┌─ Extrait retenu

62      Il y a dès lors lieu de considérer que le fait de confier à l’OEB des tâches supplémentaires résulte de la conclusion par les États membres participants, en leur qualité de parties contractantes de la CBE, d’un accord particulier au sens de l’article 142 de cette convention.

63      Dès lors que, contrairement à ce qu’affirme le Royaume d’Espagne, le Conseil n’a pas délégué aux États membres participants ou à l’OEB des compétences d’exécution qui lui appartiendraient en propre en vertu du droit de l’Union, les principes dégagés par la Cour dans l’arrêt Meroni/Haute Autorité (9/56, EU:C:1958:7) ne sauraient trouver à s’appliquer.

64      Il s’ensuit qu’il y a lieu d’écarter le deuxième moyen.

 

2 thoughts on “Le rejet par la Cour de justice des recours de l’Espagne contre le brevet unitaire

  1. C’est un peu hors sujet, mais en son temps vous aviez posé la question de l’avenir du brevet unitaire en cas de BREXIT…
    Quel est votre avis aujourd’hui?

    1. Bonjour,

      Deux aspects caractéristiques du système du brevet unitaire sont mis en évidence dans cet arrêt .

      A défaut d’un système unique ( exit le brevet communautaire de 1975), en théorie, il y aura autant de régimes juridiques applicables à la propriété et à l’atteinte au brevet que d’Etats participants. En pratique, il y a aura certainement des régimes juridiques nationaux plus souvent utilisés que d’autres (Voir par exemple,http://www.village-justice.com/articles/Juridiction-Unifiee-creee-brevet,13794.html ) , d’où des conséquences pour les praticiens ..

└─

» Objectif:
Répondez d'après l'extrait retenu.
(a) Au point 62, au sens de quel article de la CBE l'accord particulier est-il conclu ?
(b) Quel arrêt de la Cour, cité au point 63, voit ses principes déclarés inapplicables ?
(c) Dans la réponse au commentaire, quel système est associé à l'année 1975 ?
Les entrées n'interviennent pas dans cette tâche.

┌─ Données fournies

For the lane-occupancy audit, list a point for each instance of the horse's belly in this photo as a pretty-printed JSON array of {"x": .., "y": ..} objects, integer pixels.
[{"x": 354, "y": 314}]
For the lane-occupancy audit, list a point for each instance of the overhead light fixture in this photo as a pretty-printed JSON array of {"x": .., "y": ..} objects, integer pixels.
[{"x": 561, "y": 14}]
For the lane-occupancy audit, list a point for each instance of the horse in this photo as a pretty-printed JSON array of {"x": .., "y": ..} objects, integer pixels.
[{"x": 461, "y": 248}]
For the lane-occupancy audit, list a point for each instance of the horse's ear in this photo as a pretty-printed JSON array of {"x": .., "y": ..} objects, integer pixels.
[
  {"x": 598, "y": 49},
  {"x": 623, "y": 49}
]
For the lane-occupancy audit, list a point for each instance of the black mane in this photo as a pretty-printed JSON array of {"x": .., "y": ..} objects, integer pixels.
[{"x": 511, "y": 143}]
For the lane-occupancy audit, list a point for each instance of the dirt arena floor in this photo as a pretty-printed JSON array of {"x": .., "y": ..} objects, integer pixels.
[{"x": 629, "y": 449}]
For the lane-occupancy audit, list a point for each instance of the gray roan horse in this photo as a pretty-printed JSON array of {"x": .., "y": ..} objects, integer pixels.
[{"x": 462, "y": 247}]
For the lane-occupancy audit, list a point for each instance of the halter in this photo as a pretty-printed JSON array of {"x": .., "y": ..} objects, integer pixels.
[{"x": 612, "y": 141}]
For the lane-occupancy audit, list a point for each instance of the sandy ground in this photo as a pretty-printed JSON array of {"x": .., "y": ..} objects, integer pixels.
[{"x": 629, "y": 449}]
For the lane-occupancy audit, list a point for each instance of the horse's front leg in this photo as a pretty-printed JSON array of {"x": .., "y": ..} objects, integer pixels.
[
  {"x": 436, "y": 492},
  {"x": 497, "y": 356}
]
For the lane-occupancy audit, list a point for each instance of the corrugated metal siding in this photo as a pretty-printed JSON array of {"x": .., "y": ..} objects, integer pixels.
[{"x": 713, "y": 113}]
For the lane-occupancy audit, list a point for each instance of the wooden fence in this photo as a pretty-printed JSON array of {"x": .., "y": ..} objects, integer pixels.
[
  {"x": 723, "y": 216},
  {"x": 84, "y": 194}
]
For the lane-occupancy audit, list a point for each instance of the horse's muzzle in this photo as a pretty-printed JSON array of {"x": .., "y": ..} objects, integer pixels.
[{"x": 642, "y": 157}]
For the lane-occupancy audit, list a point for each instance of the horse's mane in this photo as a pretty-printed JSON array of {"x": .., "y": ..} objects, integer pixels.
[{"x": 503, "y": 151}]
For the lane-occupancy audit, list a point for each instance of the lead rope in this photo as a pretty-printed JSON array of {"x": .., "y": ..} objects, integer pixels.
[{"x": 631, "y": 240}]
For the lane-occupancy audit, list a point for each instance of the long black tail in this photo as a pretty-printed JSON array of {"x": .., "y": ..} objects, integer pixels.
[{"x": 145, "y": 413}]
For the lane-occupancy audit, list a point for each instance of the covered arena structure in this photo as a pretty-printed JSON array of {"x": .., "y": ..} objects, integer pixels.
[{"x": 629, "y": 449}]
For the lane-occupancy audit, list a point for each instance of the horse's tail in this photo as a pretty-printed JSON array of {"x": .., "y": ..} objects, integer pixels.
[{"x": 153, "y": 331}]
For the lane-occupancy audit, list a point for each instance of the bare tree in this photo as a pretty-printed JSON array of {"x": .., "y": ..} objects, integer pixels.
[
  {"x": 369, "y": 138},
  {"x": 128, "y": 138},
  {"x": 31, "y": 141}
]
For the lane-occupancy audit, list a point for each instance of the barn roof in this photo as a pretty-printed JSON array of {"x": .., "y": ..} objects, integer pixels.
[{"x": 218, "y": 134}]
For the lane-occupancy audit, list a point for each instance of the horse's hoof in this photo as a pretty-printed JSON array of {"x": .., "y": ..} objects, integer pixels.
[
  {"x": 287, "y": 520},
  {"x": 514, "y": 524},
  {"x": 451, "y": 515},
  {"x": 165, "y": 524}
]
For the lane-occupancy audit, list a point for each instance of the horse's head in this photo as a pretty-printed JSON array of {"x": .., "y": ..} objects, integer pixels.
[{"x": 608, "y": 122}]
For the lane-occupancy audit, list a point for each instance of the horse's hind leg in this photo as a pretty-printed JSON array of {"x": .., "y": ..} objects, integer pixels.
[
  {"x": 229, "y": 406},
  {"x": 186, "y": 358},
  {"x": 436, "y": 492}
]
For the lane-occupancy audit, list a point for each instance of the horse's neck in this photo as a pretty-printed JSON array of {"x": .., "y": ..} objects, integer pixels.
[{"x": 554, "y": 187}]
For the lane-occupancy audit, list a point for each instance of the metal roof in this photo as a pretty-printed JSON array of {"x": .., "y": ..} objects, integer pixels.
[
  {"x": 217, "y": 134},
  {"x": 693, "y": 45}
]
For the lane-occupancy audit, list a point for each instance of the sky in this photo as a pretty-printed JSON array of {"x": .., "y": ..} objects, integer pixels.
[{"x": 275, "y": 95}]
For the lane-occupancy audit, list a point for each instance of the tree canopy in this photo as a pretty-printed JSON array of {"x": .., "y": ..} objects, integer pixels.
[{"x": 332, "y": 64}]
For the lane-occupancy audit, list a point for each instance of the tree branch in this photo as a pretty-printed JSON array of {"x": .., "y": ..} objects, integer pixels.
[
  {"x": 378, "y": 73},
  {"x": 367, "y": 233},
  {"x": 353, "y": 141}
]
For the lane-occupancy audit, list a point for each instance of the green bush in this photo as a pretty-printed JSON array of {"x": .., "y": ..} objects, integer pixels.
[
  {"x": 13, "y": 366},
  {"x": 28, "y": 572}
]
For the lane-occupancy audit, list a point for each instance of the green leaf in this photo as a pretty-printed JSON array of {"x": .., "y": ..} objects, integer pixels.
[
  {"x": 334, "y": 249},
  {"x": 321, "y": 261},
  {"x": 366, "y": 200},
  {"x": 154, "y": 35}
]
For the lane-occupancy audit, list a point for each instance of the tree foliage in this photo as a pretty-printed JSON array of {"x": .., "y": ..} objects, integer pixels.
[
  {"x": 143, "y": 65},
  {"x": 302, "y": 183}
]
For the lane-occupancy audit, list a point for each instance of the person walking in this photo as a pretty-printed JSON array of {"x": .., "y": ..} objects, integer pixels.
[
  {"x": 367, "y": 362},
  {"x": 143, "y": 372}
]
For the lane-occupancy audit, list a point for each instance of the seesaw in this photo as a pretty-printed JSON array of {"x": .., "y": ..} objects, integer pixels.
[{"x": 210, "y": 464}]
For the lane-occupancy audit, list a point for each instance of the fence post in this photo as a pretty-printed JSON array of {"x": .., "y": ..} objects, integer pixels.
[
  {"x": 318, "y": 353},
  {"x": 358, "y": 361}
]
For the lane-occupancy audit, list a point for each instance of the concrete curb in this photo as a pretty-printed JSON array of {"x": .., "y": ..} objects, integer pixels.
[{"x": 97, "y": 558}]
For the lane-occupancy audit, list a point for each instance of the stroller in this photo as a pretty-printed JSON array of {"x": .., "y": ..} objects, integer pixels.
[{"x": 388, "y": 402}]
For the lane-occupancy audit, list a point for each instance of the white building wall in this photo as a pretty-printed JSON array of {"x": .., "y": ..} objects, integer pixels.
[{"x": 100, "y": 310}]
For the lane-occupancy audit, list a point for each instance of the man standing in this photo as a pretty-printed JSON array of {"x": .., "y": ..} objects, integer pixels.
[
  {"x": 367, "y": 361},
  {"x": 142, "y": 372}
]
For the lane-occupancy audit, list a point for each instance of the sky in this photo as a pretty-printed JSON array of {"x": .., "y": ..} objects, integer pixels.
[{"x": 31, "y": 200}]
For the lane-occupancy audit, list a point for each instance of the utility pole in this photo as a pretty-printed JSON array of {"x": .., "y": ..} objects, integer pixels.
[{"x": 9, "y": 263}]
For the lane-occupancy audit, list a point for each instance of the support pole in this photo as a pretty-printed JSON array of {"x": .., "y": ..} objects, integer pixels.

└─

» Corrigé:
(a) L'article 142.
(b) L'arrêt Meroni/Haute Autorité (9/56, EU:C:1958:7).
(c) Le brevet communautaire.